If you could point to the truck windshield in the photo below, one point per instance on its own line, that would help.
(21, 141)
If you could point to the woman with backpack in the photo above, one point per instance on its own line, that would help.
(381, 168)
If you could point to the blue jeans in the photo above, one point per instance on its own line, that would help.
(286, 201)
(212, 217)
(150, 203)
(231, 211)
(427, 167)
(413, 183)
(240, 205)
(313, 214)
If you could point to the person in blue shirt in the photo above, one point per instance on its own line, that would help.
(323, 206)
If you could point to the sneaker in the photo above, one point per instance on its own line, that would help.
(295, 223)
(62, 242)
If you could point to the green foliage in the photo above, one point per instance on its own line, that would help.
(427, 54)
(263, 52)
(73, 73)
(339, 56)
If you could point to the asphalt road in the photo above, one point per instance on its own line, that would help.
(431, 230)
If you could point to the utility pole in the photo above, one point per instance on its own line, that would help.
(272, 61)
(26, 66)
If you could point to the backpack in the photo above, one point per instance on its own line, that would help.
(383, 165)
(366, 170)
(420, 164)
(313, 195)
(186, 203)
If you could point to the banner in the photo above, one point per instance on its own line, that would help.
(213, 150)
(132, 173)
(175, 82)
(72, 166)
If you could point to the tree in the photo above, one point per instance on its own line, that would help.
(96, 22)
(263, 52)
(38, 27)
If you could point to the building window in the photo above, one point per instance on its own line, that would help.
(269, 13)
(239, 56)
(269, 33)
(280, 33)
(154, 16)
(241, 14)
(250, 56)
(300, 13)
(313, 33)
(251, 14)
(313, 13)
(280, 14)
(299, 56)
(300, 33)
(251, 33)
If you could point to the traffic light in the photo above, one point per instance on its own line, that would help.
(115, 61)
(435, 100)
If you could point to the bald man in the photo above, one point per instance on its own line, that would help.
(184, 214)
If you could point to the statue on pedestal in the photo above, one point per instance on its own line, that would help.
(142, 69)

▸ Problem requirements:
Reproduce every line from the line containing "If you could point to the traffic" up to and including the final line of the entries, requests included. Scale each coordinate in the answers by 1.55 and round it to a whole number, rounding halves up.

▸ The response:
If you could point to the traffic light in the photo above, one point per instance on its own line, that would help.
(178, 95)
(674, 155)
If you could point to the bald man in the photo above, one point per instance on its own line, that would help.
(285, 332)
If you could point to the statue on pedestal in the photo above, one point per instance on its own line, that would help.
(220, 107)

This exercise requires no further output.